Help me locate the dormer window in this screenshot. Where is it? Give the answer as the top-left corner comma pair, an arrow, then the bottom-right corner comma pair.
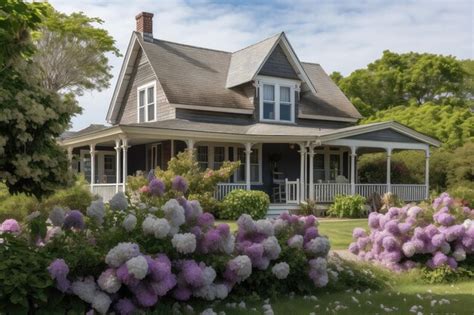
258,77 -> 298,123
137,81 -> 156,123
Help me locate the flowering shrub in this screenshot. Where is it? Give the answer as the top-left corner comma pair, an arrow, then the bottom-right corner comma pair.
0,176 -> 332,313
220,189 -> 270,220
328,194 -> 367,218
349,193 -> 474,272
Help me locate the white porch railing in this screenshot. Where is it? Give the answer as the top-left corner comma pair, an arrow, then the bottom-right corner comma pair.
355,184 -> 388,198
285,179 -> 300,204
92,184 -> 124,203
392,184 -> 426,201
313,183 -> 351,203
214,183 -> 247,201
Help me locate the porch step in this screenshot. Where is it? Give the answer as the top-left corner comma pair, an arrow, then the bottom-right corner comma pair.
266,203 -> 300,218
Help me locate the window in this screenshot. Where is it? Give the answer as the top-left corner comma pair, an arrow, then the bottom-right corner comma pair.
146,143 -> 163,171
236,148 -> 260,182
103,155 -> 116,183
329,154 -> 341,181
197,146 -> 208,170
314,154 -> 325,182
213,146 -> 225,169
259,78 -> 297,123
137,82 -> 156,123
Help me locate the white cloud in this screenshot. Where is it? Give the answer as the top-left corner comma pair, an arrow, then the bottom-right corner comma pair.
48,0 -> 473,130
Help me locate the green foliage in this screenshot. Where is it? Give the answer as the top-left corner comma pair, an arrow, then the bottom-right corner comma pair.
32,5 -> 121,94
220,189 -> 270,220
445,142 -> 474,189
449,186 -> 474,207
328,194 -> 367,218
0,1 -> 81,198
333,50 -> 470,111
357,152 -> 420,184
188,192 -> 222,215
361,103 -> 473,148
298,199 -> 319,216
0,234 -> 54,313
0,189 -> 38,221
420,265 -> 474,284
129,151 -> 239,208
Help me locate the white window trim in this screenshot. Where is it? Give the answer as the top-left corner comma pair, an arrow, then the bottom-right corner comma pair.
137,81 -> 157,123
192,142 -> 263,185
80,149 -> 116,184
256,76 -> 299,124
145,142 -> 164,171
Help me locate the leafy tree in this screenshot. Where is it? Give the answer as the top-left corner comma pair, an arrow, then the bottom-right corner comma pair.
446,142 -> 474,189
332,50 -> 470,111
0,1 -> 81,198
32,6 -> 121,94
361,102 -> 474,148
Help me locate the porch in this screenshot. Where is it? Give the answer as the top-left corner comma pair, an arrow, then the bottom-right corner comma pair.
60,121 -> 439,209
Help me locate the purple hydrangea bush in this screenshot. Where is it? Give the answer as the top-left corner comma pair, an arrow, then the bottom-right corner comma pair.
1,175 -> 333,314
349,193 -> 474,271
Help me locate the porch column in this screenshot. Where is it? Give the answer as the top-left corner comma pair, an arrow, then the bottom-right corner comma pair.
89,144 -> 96,192
350,146 -> 357,195
425,148 -> 430,199
244,142 -> 253,191
308,144 -> 315,201
114,138 -> 122,193
298,143 -> 306,202
386,148 -> 392,193
121,138 -> 128,189
186,139 -> 195,157
67,147 -> 74,170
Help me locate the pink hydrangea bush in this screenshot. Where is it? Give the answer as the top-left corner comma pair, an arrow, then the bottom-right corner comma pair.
349,193 -> 474,271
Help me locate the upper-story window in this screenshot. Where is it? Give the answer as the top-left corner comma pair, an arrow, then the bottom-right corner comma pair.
258,77 -> 298,123
137,81 -> 156,123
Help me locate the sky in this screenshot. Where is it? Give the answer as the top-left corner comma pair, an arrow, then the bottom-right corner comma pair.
48,0 -> 474,131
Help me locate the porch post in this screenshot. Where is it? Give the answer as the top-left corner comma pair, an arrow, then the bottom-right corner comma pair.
121,138 -> 128,189
350,146 -> 357,195
67,147 -> 74,170
308,144 -> 315,201
89,144 -> 96,192
114,138 -> 122,193
425,148 -> 430,199
186,139 -> 195,157
386,148 -> 392,193
298,143 -> 306,202
244,142 -> 253,191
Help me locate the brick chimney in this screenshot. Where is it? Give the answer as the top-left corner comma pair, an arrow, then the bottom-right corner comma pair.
135,12 -> 154,40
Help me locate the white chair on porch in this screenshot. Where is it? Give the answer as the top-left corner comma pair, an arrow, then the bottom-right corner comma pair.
272,171 -> 286,203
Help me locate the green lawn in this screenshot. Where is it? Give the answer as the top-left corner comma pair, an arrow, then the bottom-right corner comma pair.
318,218 -> 368,250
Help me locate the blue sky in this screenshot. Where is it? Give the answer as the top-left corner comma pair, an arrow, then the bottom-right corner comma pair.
48,0 -> 473,131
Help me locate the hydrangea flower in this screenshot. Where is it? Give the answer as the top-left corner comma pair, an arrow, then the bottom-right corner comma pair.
122,214 -> 137,232
71,277 -> 97,303
105,242 -> 140,267
109,192 -> 128,211
126,255 -> 149,280
272,262 -> 290,279
87,199 -> 105,224
171,175 -> 188,193
224,255 -> 252,284
49,206 -> 65,227
305,237 -> 330,257
149,178 -> 165,196
147,169 -> 156,182
63,210 -> 85,230
0,219 -> 21,233
92,291 -> 112,314
98,268 -> 121,293
171,233 -> 196,254
288,235 -> 304,248
47,259 -> 71,293
115,298 -> 136,315
162,199 -> 186,227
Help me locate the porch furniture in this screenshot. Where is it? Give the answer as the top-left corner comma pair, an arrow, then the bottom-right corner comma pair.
272,171 -> 286,203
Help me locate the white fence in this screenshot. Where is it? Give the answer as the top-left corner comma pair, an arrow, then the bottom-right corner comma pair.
92,184 -> 124,203
214,183 -> 247,200
285,179 -> 300,204
313,183 -> 351,203
392,184 -> 426,201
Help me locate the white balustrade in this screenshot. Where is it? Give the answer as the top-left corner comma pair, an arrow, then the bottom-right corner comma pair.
92,184 -> 124,202
391,184 -> 427,201
313,183 -> 351,202
285,178 -> 300,204
355,184 -> 388,199
214,183 -> 247,201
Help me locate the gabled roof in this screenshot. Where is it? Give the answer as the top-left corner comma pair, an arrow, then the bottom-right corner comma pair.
106,31 -> 360,124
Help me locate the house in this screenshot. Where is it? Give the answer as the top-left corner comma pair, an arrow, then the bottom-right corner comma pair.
59,12 -> 440,212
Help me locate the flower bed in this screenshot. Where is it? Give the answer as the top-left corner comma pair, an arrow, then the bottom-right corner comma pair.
349,193 -> 474,271
0,176 -> 332,314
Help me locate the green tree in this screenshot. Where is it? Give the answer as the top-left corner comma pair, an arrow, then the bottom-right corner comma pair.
0,1 -> 81,198
32,6 -> 121,94
335,50 -> 470,111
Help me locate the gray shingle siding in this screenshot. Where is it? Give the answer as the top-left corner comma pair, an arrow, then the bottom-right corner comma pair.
175,109 -> 255,125
258,44 -> 299,80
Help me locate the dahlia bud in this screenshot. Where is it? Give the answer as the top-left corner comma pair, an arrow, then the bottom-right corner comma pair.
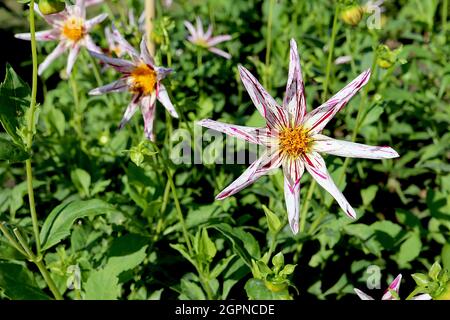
38,0 -> 66,15
340,5 -> 364,26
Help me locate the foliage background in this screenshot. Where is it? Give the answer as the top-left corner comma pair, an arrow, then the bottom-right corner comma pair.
0,0 -> 449,300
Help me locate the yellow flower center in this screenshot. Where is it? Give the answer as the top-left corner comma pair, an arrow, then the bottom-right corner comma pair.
194,38 -> 209,48
62,17 -> 85,42
278,126 -> 312,158
130,63 -> 157,95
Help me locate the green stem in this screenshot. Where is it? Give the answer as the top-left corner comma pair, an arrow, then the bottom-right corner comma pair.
26,0 -> 41,254
322,5 -> 340,101
69,70 -> 83,139
264,0 -> 276,90
0,223 -> 28,257
151,143 -> 193,254
443,0 -> 448,33
86,51 -> 103,87
298,179 -> 316,234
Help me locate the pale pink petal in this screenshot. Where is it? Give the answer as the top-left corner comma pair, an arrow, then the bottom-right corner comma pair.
195,17 -> 204,38
204,24 -> 213,39
284,39 -> 307,126
89,79 -> 128,95
208,47 -> 231,60
111,25 -> 139,61
411,294 -> 432,300
74,0 -> 86,18
38,42 -> 67,76
88,50 -> 135,73
119,94 -> 142,129
238,65 -> 288,129
283,159 -> 304,234
15,29 -> 59,41
313,134 -> 399,159
207,35 -> 232,46
139,38 -> 155,67
66,44 -> 81,75
85,0 -> 104,6
83,35 -> 102,53
85,13 -> 108,31
197,119 -> 266,145
382,274 -> 402,300
155,67 -> 173,81
216,150 -> 283,200
157,84 -> 178,118
34,3 -> 67,25
302,152 -> 356,219
303,69 -> 371,134
141,94 -> 157,140
354,288 -> 374,300
184,20 -> 198,38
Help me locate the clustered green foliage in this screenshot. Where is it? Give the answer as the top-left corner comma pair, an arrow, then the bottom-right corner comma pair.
0,0 -> 449,300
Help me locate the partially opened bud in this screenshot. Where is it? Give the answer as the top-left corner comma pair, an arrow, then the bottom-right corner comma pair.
340,5 -> 364,26
38,0 -> 66,15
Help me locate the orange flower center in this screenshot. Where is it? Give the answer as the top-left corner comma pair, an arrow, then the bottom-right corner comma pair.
129,63 -> 157,95
278,126 -> 312,157
62,17 -> 85,42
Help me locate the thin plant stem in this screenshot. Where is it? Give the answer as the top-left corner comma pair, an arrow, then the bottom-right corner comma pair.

================

WHAT IS NEEDED:
Copy exactly the line that contains "Help me locate the clustered" and all lines after it in the listing above, through the final line, and nothing else.

YOUR RESPONSE:
Help me locate the clustered green foliage in this screenshot. Where is it? Give the answer as the top-left corner comma pair, an arrow, then the bottom-right corner comma pair.
0,0 -> 449,300
Help me locate the partially opened bud in this screenshot. Where is it? Give the answer as the top-left corner comma pair, an arrow, then the bottom-right corner comma pair.
340,5 -> 364,26
38,0 -> 66,15
Help me locate the orange flower center in this screenshot. Where is it? Give the answer as the top-left corner comma pair, an arrow, then the bottom-right corner comma pair.
129,63 -> 157,95
278,126 -> 312,157
62,17 -> 85,42
Help me locate the thin plant stem in this screenshot. Where is it? Give the answer as the top-left corner comma pair, an arrow, then the bottom-right corner comma pair.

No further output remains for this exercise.